Une partie des Arméniens utilisant la langue turque-kiptchak, s’installa, à partir de 1280, au Kamenets et au Podolski, situés dans le Nord de l’Ukraine. Ils étaient connus ensuite sous le nom des Arméniens de la Pologne. (Pritsak). La communauté des Arméniens de Kamenets-Podolski ou de la Pologne, a parlé la langue turque du XIVe siècle au XIXe siècle. Leur ouvrage était rédigé en turc avec les lettres arméniennes. Or, de nos jours, ces Arméniens, qui parlaient le turc, utilisent l’ukrainien, le russe, ou d’autres dialectes. ( Aynakulova, 2005, p.825).
Les Oghouzes devinrent les souverains en Anatolie au XIe siècle. Puis, les premières relations débutèrent à l’époque seldjoukide entre les Turcs-Oghouzes et les Arméniens. Ce premier lien deviendra plus important dans l’Empire ottoman.

» **Consignes**
#1 Pour chacune des affirmations suivantes, indiquez par oui ou par non si elle concorde avec l'article, en citant textuellement les mots qui permettent de trancher. (a) Les Arméniens de Kamenets-Podolski ont parlé le turc du XIVe au XIXe siècle. (b) Leurs ouvrages étaient rédigés en turc avec l'alphabet latin. (c) Les Oghouzes devinrent souverains en Anatolie au XIIe siècle.
#2 Extrayez de l'article, sans rien modifier, le passage qui commence par les mots contenant "Une partie des" et se termine par "Aynakulova, 2005, p.825).".
#3 D'après l'article, à quelle époque débutèrent les premières relations entre les Turcs-Oghouzes et les Arméniens ?

» **Données fournies**

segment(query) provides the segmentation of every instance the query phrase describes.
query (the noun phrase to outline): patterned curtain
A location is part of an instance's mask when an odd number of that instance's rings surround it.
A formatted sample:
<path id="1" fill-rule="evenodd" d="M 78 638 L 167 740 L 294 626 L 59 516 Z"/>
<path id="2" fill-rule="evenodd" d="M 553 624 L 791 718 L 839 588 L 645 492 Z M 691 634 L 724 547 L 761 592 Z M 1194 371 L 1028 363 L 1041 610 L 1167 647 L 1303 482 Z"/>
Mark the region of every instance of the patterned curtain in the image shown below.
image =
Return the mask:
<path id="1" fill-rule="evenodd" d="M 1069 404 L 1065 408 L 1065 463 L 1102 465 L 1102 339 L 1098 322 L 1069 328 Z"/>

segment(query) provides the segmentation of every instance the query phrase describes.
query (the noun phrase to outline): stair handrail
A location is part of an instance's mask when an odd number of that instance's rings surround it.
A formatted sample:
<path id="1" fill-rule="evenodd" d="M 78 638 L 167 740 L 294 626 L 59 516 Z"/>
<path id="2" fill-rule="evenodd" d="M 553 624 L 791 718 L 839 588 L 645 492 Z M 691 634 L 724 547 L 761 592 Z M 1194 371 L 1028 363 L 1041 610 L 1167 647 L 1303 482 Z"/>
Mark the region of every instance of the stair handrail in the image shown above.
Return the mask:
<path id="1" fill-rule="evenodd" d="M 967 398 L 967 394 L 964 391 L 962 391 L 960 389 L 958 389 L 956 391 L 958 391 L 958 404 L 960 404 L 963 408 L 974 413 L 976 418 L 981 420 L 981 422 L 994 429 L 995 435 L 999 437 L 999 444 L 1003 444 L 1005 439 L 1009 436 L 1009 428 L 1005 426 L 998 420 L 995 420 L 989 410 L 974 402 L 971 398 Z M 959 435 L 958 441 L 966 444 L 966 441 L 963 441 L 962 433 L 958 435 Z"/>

» **Réponses**
#1
(a) Oui : « a parlé la langue turque du XIVe siècle au XIXe siècle ».
(b) Non : « Leur ouvrage était rédigé en turc avec les lettres arméniennes ».
(c) Non : « Les Oghouzes devinrent les souverains en Anatolie au XIe siècle ».

#2
Une partie des Arméniens utilisant la langue turque-kiptchak, s’installa, à partir de 1280, au Kamenets et au Podolski, situés dans le Nord de l’Ukraine. Ils étaient connus ensuite sous le nom des Arméniens de la Pologne. (Pritsak). La communauté des Arméniens de Kamenets-Podolski ou de la Pologne, a parlé la langue turque du XIVe siècle au XIXe siècle. Leur ouvrage était rédigé en turc avec les lettres arméniennes. Or, de nos jours, ces Arméniens, qui parlaient le turc, utilisent l’ukrainien, le russe, ou d’autres dialectes. ( Aynakulova, 2005, p.825).

#3 À l'époque seldjoukide.